Given instruction -
Print every one of the lines below, word for word, with nothing changed.

Listed entries -

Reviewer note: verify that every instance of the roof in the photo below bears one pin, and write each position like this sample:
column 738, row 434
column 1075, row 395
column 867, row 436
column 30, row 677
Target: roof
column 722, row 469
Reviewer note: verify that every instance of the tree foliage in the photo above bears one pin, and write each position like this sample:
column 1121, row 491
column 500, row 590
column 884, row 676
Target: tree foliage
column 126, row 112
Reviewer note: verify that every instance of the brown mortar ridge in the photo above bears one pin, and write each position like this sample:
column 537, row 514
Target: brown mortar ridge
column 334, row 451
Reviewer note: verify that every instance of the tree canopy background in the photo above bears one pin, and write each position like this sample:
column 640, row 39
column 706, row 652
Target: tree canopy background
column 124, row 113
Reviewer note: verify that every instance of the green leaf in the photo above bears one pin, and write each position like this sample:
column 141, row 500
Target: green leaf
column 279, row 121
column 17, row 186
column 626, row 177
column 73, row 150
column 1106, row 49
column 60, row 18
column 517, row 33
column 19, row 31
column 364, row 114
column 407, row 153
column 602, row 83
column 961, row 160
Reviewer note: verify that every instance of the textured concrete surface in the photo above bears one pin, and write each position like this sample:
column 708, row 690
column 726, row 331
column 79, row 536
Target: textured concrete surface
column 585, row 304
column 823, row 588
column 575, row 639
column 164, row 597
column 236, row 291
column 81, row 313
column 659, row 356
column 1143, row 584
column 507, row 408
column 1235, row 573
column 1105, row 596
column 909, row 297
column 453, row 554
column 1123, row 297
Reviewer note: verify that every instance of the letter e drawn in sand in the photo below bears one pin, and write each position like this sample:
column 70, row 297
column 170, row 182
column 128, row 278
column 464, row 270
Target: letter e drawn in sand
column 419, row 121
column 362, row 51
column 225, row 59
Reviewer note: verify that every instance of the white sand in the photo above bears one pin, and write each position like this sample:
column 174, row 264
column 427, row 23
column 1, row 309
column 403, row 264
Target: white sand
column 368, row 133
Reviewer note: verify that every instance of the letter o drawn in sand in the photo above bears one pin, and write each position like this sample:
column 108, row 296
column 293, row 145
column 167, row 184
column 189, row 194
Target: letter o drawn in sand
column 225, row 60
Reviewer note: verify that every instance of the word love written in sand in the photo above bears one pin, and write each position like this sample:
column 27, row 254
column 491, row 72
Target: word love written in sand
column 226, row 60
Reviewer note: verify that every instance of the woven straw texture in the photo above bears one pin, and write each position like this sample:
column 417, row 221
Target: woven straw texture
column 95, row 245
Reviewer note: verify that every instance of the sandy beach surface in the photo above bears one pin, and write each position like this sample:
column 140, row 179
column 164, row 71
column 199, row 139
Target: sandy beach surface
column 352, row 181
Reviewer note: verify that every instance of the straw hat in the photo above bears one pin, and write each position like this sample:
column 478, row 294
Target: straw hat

Answer in full -
Reviewer note: verify that every instance of the roof in the photo below bears one pin, and write each position like this sample:
column 738, row 434
column 1075, row 395
column 867, row 436
column 30, row 677
Target: roof
column 722, row 469
Reviewer note: verify that every instance of the tree foliage in the photo above bears one pin, and write each position like this sample:
column 1121, row 491
column 500, row 590
column 884, row 676
Target: tree foliage
column 126, row 112
Reviewer note: verify that every instance of the brown mortar ridge in the photo above bears one pin, and write each position like this sample:
column 537, row 514
Target: brown mortar ridge
column 334, row 451
Reviewer note: verify that every instance of the tree canopy background in the photo above bears one pin, and write each position like this sample:
column 640, row 39
column 706, row 652
Target: tree canopy background
column 124, row 113
Reviewer note: verify that every instance of the green leaf in the photo above bears one pin, and write each position like this sample:
column 141, row 500
Target: green leaf
column 279, row 121
column 17, row 186
column 626, row 177
column 73, row 150
column 1106, row 49
column 60, row 18
column 517, row 33
column 19, row 31
column 364, row 114
column 407, row 153
column 602, row 83
column 961, row 160
Reviewer note: verify that every instance of the textured concrete surface in the photo above bears one pin, and write each position like this sample:
column 708, row 690
column 726, row 331
column 79, row 536
Target: textured concrete surface
column 585, row 304
column 823, row 588
column 575, row 639
column 164, row 597
column 236, row 291
column 81, row 313
column 659, row 356
column 1143, row 584
column 507, row 408
column 1235, row 573
column 1105, row 596
column 909, row 297
column 453, row 554
column 1123, row 297
Reviewer note: verify that every instance of the letter e drawn in sand in the photo below bears one pin, and write each position like this sample:
column 70, row 297
column 170, row 182
column 128, row 278
column 464, row 270
Target: letter e drawn in sand
column 419, row 121
column 362, row 51
column 225, row 59
Reviewer note: verify that every instance of the white sand in the photo above bears one pin, and write each position like this sample:
column 174, row 264
column 427, row 23
column 1, row 309
column 403, row 264
Target: white sand
column 368, row 133
Reviewer note: verify that every instance of the letter o drawn in sand in the photo above bears one pin, and write each position like this sample:
column 108, row 296
column 293, row 145
column 167, row 184
column 189, row 194
Target: letter o drawn in sand
column 225, row 60
Reviewer note: verify that every instance of the word love written in sand in the photo above bears one pin, and write each position like this sample:
column 27, row 254
column 491, row 72
Target: word love written in sand
column 226, row 60
Reviewer note: verify that every instance of the woven straw texture in the photo above bears one pin, and write each position like this sample:
column 417, row 221
Target: woven straw texture
column 95, row 245
Reviewer note: verify that every instance of the sandy beach surface in the photo above bears one pin, and write each position like this sample:
column 140, row 179
column 164, row 71
column 199, row 139
Target: sandy beach surface
column 352, row 181
Reviewer note: verify that every instance of the straw hat in the photo above bears one pin, and write each position like this sample:
column 478, row 294
Target: straw hat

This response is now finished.